::: DATA IN THIS EXERCISE

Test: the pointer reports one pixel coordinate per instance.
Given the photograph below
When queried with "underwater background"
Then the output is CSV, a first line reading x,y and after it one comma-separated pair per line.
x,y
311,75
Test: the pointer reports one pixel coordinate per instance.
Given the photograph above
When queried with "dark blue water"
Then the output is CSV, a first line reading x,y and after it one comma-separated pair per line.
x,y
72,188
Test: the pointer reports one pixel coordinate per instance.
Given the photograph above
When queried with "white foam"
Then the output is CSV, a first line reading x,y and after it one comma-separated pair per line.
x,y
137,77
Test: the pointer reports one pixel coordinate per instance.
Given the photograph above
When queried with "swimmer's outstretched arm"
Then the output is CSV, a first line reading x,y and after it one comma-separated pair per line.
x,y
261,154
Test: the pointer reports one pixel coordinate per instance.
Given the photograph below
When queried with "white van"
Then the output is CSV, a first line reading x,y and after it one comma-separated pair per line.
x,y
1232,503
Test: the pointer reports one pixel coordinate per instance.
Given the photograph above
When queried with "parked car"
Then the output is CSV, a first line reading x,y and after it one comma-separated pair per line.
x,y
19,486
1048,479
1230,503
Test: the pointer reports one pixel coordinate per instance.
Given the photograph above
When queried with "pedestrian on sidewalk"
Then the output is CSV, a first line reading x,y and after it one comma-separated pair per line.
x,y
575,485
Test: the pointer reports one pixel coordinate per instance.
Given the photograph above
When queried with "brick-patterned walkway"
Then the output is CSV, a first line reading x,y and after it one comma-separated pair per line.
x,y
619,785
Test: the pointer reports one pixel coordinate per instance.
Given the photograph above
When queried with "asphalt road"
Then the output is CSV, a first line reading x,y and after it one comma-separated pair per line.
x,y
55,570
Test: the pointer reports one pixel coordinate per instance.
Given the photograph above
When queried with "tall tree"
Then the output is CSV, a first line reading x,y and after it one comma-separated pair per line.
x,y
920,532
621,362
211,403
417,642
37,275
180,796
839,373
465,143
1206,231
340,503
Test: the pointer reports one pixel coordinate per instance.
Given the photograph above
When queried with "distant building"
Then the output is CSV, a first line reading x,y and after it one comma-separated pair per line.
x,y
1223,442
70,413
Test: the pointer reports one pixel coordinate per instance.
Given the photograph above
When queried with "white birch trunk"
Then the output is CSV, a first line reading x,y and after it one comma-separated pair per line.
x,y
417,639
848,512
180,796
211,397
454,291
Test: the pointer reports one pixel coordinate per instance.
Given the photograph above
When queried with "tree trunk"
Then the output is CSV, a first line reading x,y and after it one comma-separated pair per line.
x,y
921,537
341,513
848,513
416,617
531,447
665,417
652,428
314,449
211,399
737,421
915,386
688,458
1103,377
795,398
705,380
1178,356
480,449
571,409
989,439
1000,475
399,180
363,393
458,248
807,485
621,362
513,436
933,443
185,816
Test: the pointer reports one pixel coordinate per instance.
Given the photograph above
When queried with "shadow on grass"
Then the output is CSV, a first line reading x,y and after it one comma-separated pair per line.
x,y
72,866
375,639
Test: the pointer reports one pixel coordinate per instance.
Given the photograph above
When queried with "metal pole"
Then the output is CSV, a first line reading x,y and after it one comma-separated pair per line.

::::::

TASK BRIEF: Having read the entries above, repeat them exactly.

RESPONSE TO THIS EXERCISE:
Test: the pointer reports one pixel coordinate per instance.
Given the photograph below
When queried with "underwater background"
Then the output is CSV, a first line reading x,y and after it one comma-separated pair per line.
x,y
311,75
Test: the pointer reports one pixel coordinate per instance.
Given the photograph above
When queried with "dark blue water"
Then the output is CSV, a first line reading x,y and after it one comma-separated pair per line.
x,y
72,188
Test: the pointer reports one pixel coordinate per instance.
Given the photograph above
When queried with "white foam"
Then the output is CSV, a first line reading x,y and after it one comma-separated pair per line.
x,y
137,77
Test: the pointer reports one pixel coordinate per instance.
Given the photograph above
When queried with "swimmer's outstretched arm"
Then the output is CSV, a first line reading x,y and after it one comma-separated pair per line.
x,y
261,154
Test: the pointer reports one pixel coordinate per instance.
Given the photograph below
When queried with "white van"
Then the output is CSV, a first line reading x,y and after it one comma-separated pair per line.
x,y
1232,503
Test: the pointer reports one pixel coordinate per instance.
Given the photograph above
When queried with "parked car"
Then the output is CSV, a first line reading x,y and after it one comma-separated pair per line.
x,y
19,486
1048,479
1230,503
Test: the pointer reports one pixel coordinate per instance.
Given the photograph above
When queried with "pedestrian on sidewalk"
Then the output is CSV, a first line reading x,y and after it one comma-separated pair per line.
x,y
575,485
Test: the pointer reports one pixel coordinate per instance.
Given the photograph above
When queried with "brick-patterned walkway"
Then the output is CSV, a first line reading x,y and after it one comma-separated pair per line.
x,y
619,785
Test: the pointer reports one pixel coordinate per instance.
Given the photograph above
When queried with "asphalt road"
Then the output is CSV, a first line reading x,y and after it one comma-separated pair per line.
x,y
55,570
Test: the pointer reports one pixel coordinate per instance.
Given the photograph above
When queried with "tall tree"
Then the output is CSV, a first line reading x,y and after it one comma-separated pair per line.
x,y
920,532
621,362
211,403
417,642
37,275
180,796
839,373
465,143
1206,231
340,503
Test: the pointer reports one pixel coordinate per instance.
Given the photograph above
When queried with "distant building"
Then the output is CSV, a first line reading x,y and after it one comma-separated pair per line.
x,y
1223,442
70,413
Test: the pointer reports one pixel coordinate per instance.
Given the photograph above
When queried with "white birch trunk"
Then the output is CSV, a first line reading x,y and after it one comma-separated pair per line.
x,y
417,639
848,512
180,796
211,397
454,291
Test: the pointer reports one pixel coordinate per instance.
Given the photograph above
When queried with "tree trunk"
Then the output is CSV, a first line reading x,y and after it one comma-separated pair per line.
x,y
921,537
341,513
848,513
416,617
531,447
665,417
652,428
314,449
211,399
737,421
915,386
688,458
1103,377
795,398
705,380
1178,356
480,449
571,409
989,439
1000,475
399,180
363,393
458,248
807,485
621,362
513,436
933,443
185,816
Test: the pointer reports one pixel coordinate per instance.
Given the photograph above
When queried with "shadow on grass"
Then the output is CSV, a first line reading x,y and after it one comma-separated pair per line.
x,y
72,866
375,639
Test: the pointer reports one pixel coordinate per instance.
Given the photograph above
When queried with "metal pole"
Then the output is CSV, a first line reading x,y and after it one comma-separated pair per line.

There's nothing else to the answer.